Give every line of the data again, exactly as it is written.

═══ DATASET ENTRIES

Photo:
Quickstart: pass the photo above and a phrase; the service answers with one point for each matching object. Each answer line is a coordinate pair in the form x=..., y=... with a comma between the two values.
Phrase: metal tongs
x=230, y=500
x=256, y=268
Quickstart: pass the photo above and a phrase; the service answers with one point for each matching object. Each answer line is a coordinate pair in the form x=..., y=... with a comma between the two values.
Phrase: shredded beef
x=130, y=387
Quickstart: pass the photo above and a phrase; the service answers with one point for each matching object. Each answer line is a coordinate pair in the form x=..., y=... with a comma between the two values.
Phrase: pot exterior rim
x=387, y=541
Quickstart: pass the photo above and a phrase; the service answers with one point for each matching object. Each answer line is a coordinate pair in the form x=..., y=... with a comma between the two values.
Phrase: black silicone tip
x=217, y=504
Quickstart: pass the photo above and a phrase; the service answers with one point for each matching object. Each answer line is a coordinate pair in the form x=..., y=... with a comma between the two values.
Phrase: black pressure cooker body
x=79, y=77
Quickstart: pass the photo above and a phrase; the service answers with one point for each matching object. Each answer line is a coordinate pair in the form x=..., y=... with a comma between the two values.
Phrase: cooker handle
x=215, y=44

══════

- [EXERCISE RESPONSE]
Photo:
Quickstart: pass the photo above and a phrase; the service answers with one point for each matching object. Each answer line is a coordinate pair in the form x=..., y=... with a comma between the two values.
Phrase: metal tongs
x=230, y=500
x=256, y=268
Quickstart: pass the photo above and a phrase; the service answers with one point for each matching object. Each answer line is a coordinate pair in the form x=..., y=... with a comma between the two values.
Phrase: shredded beef
x=130, y=387
Quickstart: pass the photo above and a phrase; the service answers with one point for each matching object. Each answer line is a coordinate pair in the form x=..., y=... with a comma between the two values.
Phrase: pot exterior rim
x=387, y=541
Quickstart: pass the photo above and a phrase; the service answers with one point for each matching object. Each answer line is a coordinate pair in the form x=..., y=... with a comma between the two values.
Phrase: black silicone tip
x=217, y=504
Quickstart: pass the photo above and a phrase; the service answers with one point for each matching object. Each answer line is a coordinate pair in the form x=..., y=... with a comma between the two values.
Phrase: black pressure cooker body
x=79, y=77
Quickstart: pass the photo above and a phrase; the service answers with one point for each matching object. Each answer line is a coordinate pair in the form x=..., y=... with a comma between the two values.
Phrase: cooker handle
x=215, y=44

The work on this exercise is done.